■ PROVIDED PASSAGE:
>>>
9.7 SECTION 1983 CLAIM AGAINST LOCAL GOVERNING BODY DEFENDANTS BASED ON POLICY OF FAILURE TO TRAIN—ELEMENTS AND BURDEN OF PROOF
In order to prevail on [his] [her] § 1983 claim against defendant [name of local governing body] alleging liability based on a policy of failure to train its [police officers] [employees], the plaintiff must prove each of the following elements by a preponderance of the evidence:
1. the act[s] of [name of defendant’s [police officer[s]] [employee[s]]] deprived the plaintiff of [his] [her] particular rights under [the laws of the United States] [the United States Constitution] as explained in later instructions;
2. [Name of defendant’s [police officer[s]] [employee[s]]] acted under color of law;
3. the training policies of the defendant [name of local governing body] were not adequate to train its [police officers] [employees] to handle the usual and recurring situations with which they must deal;
4. the defendant [name of local governing body] was deliberately indifferent to the obvious consequences of its failure to train its [police officers] [employees] adequately; and
5. the failure of the defendant [name of local governing body] to provide adequate training caused the deprivation of the plaintiff’s rights by the [name of defendant’s [police officer[s]][employee[s]]]; that is, the defendant’s failure to train is so closely related to the deprivation of the plaintiff’s rights as to be the moving force that caused the ultimate injury.
<<<
■ DATA LINES:
>>>
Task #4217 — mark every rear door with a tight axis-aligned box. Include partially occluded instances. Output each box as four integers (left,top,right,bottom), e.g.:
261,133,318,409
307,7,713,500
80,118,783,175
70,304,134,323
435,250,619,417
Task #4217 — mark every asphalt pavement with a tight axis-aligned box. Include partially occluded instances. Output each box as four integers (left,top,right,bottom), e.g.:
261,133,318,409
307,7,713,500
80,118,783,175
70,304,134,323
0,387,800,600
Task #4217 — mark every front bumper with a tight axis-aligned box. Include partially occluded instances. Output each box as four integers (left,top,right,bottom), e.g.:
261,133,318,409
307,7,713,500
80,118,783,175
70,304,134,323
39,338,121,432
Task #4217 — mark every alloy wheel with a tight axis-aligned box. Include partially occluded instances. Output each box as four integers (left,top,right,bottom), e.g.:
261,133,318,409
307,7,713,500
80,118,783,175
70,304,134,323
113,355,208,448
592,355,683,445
<<<
■ PARTS OF THE EXERCISE:
[1] In the failure-to-train instruction, by what standard must the plaintiff prove each element?
[2] Format the entries as a JSON list of strings, one string per line and no blank lines, starting with the line that contains "Task #4217 — mark every alloy" and going on through the last line of the entries.

■ EXPECTED ANSWERS:
[1] By a preponderance of the evidence.

[2]
[
  "Task #4217 — mark every alloy wheel with a tight axis-aligned box. Include partially occluded instances. Output each box as four integers (left,top,right,bottom), e.g.:",
  "261,133,318,409",
  "307,7,713,500",
  "80,118,783,175",
  "70,304,134,323",
  "113,355,208,448",
  "592,355,683,445"
]